GIVEN ENTRIES start

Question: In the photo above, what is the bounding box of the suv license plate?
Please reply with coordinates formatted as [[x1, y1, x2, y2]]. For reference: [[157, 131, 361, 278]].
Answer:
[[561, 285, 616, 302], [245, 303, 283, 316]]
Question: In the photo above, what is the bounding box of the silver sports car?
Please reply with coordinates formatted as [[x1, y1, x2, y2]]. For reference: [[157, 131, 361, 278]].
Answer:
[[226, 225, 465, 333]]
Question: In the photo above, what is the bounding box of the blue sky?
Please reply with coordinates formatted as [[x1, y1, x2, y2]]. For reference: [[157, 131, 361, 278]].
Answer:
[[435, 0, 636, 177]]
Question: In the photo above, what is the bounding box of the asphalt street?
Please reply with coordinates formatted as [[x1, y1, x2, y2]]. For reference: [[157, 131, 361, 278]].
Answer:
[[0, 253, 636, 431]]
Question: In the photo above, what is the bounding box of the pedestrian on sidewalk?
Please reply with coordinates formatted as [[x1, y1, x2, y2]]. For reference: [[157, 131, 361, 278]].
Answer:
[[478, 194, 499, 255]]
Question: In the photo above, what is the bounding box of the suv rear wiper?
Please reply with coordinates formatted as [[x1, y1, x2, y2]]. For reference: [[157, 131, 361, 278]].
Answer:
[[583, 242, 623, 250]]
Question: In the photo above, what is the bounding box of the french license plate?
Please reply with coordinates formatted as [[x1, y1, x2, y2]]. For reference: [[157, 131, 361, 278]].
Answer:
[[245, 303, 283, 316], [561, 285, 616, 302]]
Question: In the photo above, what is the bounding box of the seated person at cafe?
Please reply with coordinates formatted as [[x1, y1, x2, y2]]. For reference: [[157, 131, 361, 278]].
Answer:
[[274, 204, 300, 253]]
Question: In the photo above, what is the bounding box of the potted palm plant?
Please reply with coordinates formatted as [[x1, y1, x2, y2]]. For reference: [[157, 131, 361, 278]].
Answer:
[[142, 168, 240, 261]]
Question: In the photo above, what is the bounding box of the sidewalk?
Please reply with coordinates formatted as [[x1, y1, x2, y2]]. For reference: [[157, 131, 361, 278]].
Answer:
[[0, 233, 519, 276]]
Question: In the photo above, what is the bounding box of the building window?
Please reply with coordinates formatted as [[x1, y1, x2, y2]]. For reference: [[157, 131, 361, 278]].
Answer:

GIVEN ENTRIES end

__WORK TO COMPLETE__: Pull out every row above and write out each of its lines word for word.

__FINISHED ANSWER__:
Question: In the photo above, what is the bounding box of the suv license plate?
Please reply with coordinates formatted as [[x1, y1, x2, y2]]. For reference: [[157, 131, 361, 278]].
Answer:
[[561, 285, 616, 302], [245, 303, 283, 316]]
Question: In the photo above, what is the bounding box of the silver sports car?
Please reply with coordinates formatted as [[x1, y1, x2, y2]]. For reference: [[157, 131, 361, 278]].
Answer:
[[226, 225, 465, 333]]
Question: In the photo above, what is the bounding box of the blue sky?
Please reply with coordinates formatted as [[x1, y1, x2, y2]]. For reference: [[157, 131, 361, 278]].
Answer:
[[435, 0, 636, 177]]
Question: In the photo above, what is the bounding box of the asphalt street?
Please reply with coordinates formatted as [[x1, y1, x2, y2]]. For reference: [[157, 131, 361, 278]].
Answer:
[[0, 253, 636, 431]]
Question: In the photo above, what is the bounding box of the pedestrian on sidewalk?
Please reply with coordinates formatted as [[x1, y1, x2, y2]]. For reference: [[157, 131, 361, 278]].
Answer:
[[478, 194, 499, 255]]
Question: In the photo above, what is the bounding box of the suv rear wiper?
Please reply with coordinates formatted as [[x1, y1, x2, y2]]. For reference: [[157, 131, 361, 278]].
Answer:
[[583, 242, 623, 250]]
Question: In the photo above, what is the bounding box of the french license plate?
Please reply with coordinates formatted as [[x1, y1, x2, y2]]. For reference: [[157, 131, 361, 278]].
Answer:
[[245, 303, 283, 316], [561, 285, 616, 302]]
Question: In the photo above, what is the bounding box of the seated person at cafe?
Please reply with coordinates formatted as [[x1, y1, x2, y2]]. For reference: [[157, 131, 361, 278]].
Answer:
[[274, 204, 300, 253]]
Question: In the photo above, what is the bounding box of the potted palm plant?
Please reply with coordinates formatted as [[x1, y1, x2, y2]]. For reference: [[157, 131, 361, 278]].
Answer:
[[142, 168, 240, 261]]
Question: In the photo above, what is the bounding box of the sidewalk?
Please reply with coordinates formatted as [[x1, y1, x2, y2]]. For reference: [[157, 131, 361, 278]].
Answer:
[[0, 233, 519, 276]]
Question: In the photo above, what is the bounding box of the building window?
Please reply with coordinates formatted as [[x1, y1, x2, y2]]. For reference: [[157, 131, 361, 278]].
Answer:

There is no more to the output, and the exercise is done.